The Memoir:
The inspiration for the memoir was a car-ride through Williamston on a rainy day. I was in the backseat, and was watching the water accumulate and seemingly drown the small town. For the memoir, I expanded on that memory to place myself in that town looking out at the people passing by, and also imagining the people who might live there as well, dealing with this weather. I wanted a consistent idea that would prevail throughout the story, and I wanted that idea to be reflected in the style of the memoir.
In the revision process, I was mostly trying to hone down the voice and tone, and then also expanding upon the girl, following your suggestion. Much of the grammatical editing involved making the sentence structure better, especially by reducing run-on sentences and reducing comma usage. The 2-week-ago revision was my most dramatic, modifying many small parts and also elaborating on certain descriptions, like the girl.
The Poems:
"Untitled Pantoum" was the product of our observation of a stranger. The stranger was someone taking a test outside of the classroom, sitting in a desk that had been pulled into the hall. I decided on the pantoum form for the impacted ending where the lines are repeated. I also tried to use parallelism in my description of him in the lines. It really turned out better than I expected.
════════
▶ **Complete the following**
A: In the writing reflection, swap "run-on sentences" for "overlong sentences" and write out again the part that starts with the words containing "In the revision" and ends with "than I expected.".
B: Answer these questions using the writing reflection.
(i) What inspired the memoir?
(ii) Which revision was the most dramatic?
(iii) Where was the stranger in "Untitled Pantoum" sitting?
════════
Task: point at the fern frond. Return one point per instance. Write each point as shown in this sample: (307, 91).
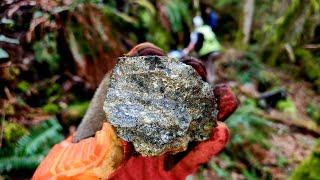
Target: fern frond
(36, 141)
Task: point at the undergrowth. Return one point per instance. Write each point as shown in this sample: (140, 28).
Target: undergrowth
(31, 148)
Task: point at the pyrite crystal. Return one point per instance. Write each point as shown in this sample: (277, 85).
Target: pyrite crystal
(159, 104)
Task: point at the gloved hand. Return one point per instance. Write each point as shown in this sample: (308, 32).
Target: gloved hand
(106, 156)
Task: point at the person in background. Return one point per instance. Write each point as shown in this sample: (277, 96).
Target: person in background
(204, 42)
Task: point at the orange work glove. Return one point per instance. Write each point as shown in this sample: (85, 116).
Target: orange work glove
(105, 156)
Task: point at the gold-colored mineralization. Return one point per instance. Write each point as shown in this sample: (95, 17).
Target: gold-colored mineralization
(159, 104)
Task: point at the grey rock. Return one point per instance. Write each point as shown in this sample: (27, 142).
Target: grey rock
(159, 104)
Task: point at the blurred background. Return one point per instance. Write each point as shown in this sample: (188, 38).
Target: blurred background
(53, 55)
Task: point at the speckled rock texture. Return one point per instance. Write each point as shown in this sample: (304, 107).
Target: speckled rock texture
(159, 104)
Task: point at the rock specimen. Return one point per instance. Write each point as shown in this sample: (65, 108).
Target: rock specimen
(159, 104)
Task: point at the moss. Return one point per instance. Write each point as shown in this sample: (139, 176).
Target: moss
(310, 167)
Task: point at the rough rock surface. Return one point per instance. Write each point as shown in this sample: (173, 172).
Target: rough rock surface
(159, 104)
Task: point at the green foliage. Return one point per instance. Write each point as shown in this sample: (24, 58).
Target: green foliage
(247, 126)
(31, 148)
(46, 51)
(310, 66)
(310, 167)
(248, 130)
(177, 12)
(51, 108)
(12, 132)
(23, 86)
(313, 111)
(3, 54)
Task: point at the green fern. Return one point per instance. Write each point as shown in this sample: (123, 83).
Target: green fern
(19, 162)
(31, 148)
(39, 136)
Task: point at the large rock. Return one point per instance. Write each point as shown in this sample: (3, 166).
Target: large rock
(159, 104)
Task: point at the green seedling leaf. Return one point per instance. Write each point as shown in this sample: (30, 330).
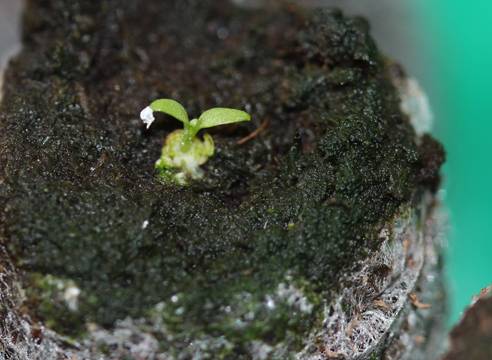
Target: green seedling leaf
(171, 107)
(221, 116)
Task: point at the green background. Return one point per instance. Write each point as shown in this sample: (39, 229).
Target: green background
(457, 36)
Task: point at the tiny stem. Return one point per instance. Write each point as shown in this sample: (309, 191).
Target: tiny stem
(189, 133)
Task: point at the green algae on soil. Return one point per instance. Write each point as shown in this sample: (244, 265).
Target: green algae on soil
(254, 250)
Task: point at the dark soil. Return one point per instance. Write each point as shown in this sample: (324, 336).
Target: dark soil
(472, 337)
(304, 200)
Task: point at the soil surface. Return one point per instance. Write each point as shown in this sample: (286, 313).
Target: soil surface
(472, 337)
(254, 250)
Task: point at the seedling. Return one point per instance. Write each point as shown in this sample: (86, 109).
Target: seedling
(183, 152)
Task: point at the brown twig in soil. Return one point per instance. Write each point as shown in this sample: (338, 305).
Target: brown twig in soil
(254, 134)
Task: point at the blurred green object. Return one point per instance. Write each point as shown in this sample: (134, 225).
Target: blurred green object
(459, 80)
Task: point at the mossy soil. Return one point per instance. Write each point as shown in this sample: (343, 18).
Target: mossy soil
(296, 206)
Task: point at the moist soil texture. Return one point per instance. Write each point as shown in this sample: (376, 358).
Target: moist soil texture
(254, 250)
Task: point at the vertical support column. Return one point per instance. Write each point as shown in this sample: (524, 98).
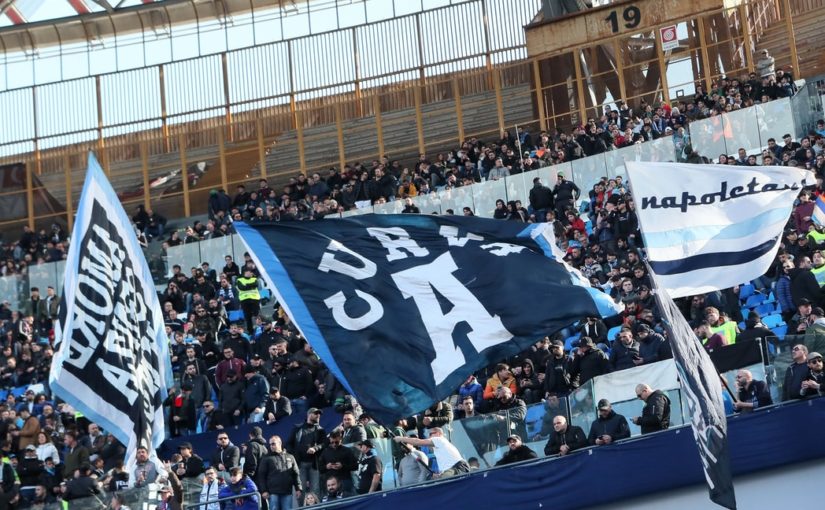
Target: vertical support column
(539, 95)
(419, 120)
(703, 43)
(339, 128)
(379, 123)
(459, 111)
(164, 127)
(577, 66)
(299, 122)
(662, 67)
(786, 6)
(356, 59)
(144, 165)
(222, 158)
(67, 173)
(29, 194)
(184, 173)
(227, 110)
(486, 25)
(259, 128)
(496, 76)
(99, 101)
(617, 50)
(746, 33)
(419, 34)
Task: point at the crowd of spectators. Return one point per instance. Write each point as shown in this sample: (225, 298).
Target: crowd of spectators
(236, 364)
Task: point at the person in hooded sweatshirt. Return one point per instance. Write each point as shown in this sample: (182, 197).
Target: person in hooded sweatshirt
(609, 427)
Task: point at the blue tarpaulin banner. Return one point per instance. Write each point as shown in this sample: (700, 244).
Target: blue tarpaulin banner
(402, 308)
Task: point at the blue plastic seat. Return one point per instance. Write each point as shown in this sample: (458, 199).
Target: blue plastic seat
(746, 291)
(755, 300)
(773, 320)
(765, 309)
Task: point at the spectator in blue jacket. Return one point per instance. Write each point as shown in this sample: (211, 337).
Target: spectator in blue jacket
(242, 488)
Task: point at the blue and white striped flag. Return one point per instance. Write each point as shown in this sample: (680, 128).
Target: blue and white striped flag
(711, 227)
(819, 211)
(402, 308)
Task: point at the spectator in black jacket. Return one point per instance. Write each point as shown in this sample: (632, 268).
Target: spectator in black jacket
(652, 346)
(277, 406)
(795, 373)
(338, 460)
(588, 361)
(278, 475)
(516, 452)
(656, 413)
(564, 438)
(609, 426)
(557, 379)
(541, 199)
(752, 394)
(226, 455)
(191, 466)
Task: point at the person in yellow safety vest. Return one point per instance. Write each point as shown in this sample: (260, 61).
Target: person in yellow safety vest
(719, 324)
(249, 297)
(818, 268)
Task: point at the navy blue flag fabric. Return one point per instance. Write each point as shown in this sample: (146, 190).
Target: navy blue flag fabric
(702, 392)
(402, 308)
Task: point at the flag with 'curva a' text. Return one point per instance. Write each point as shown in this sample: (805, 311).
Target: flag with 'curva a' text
(111, 358)
(402, 308)
(711, 227)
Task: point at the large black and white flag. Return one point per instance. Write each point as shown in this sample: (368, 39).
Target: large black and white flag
(703, 394)
(111, 361)
(402, 308)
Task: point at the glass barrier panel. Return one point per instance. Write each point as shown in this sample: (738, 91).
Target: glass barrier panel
(214, 251)
(583, 406)
(588, 171)
(481, 437)
(44, 275)
(184, 255)
(707, 137)
(518, 188)
(742, 131)
(485, 195)
(774, 119)
(660, 150)
(457, 199)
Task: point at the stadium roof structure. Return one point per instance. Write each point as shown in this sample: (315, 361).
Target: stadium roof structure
(27, 25)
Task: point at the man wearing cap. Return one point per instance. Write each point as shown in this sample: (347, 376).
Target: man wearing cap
(192, 465)
(588, 361)
(306, 442)
(277, 406)
(752, 394)
(447, 456)
(278, 475)
(656, 412)
(557, 378)
(370, 468)
(255, 395)
(609, 426)
(812, 385)
(231, 399)
(565, 438)
(516, 451)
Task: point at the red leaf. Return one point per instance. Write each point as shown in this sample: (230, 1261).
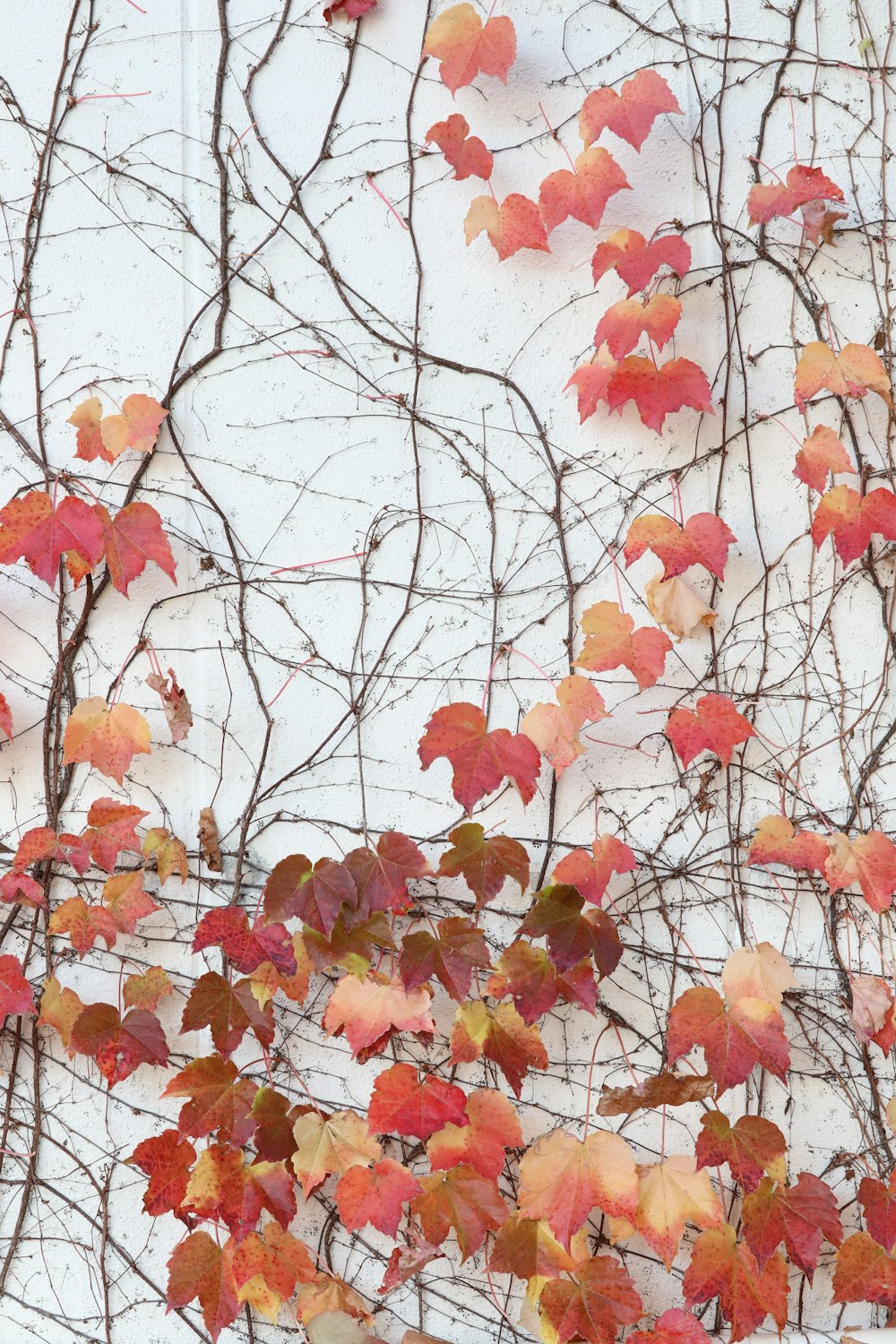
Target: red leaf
════════
▶ **Answers for this exercise**
A:
In the revision process, I was mostly trying to hone down the voice and tone, and then also expanding upon the girl, following your suggestion. Much of the grammatical editing involved making the sentence structure better, especially by reducing overlong sentences and reducing comma usage. The 2-week-ago revision was my most dramatic, modifying many small parts and also elaborating on certain descriptions, like the girl.
The Poems:
"Untitled Pantoum" was the product of our observation of a stranger. The stranger was someone taking a test outside of the classroom, sitting in a desk that had been pulled into the hall. I decided on the pantoum form for the impacted ending where the lines are repeated. I also tried to use parallelism in my description of him in the lines. It really turned out better than I expected.

B:
(i) A car ride through Williamston on a rainy day.
(ii) The 2-week-ago revision.
(iii) In a desk that had been pulled into the hall, outside the classroom.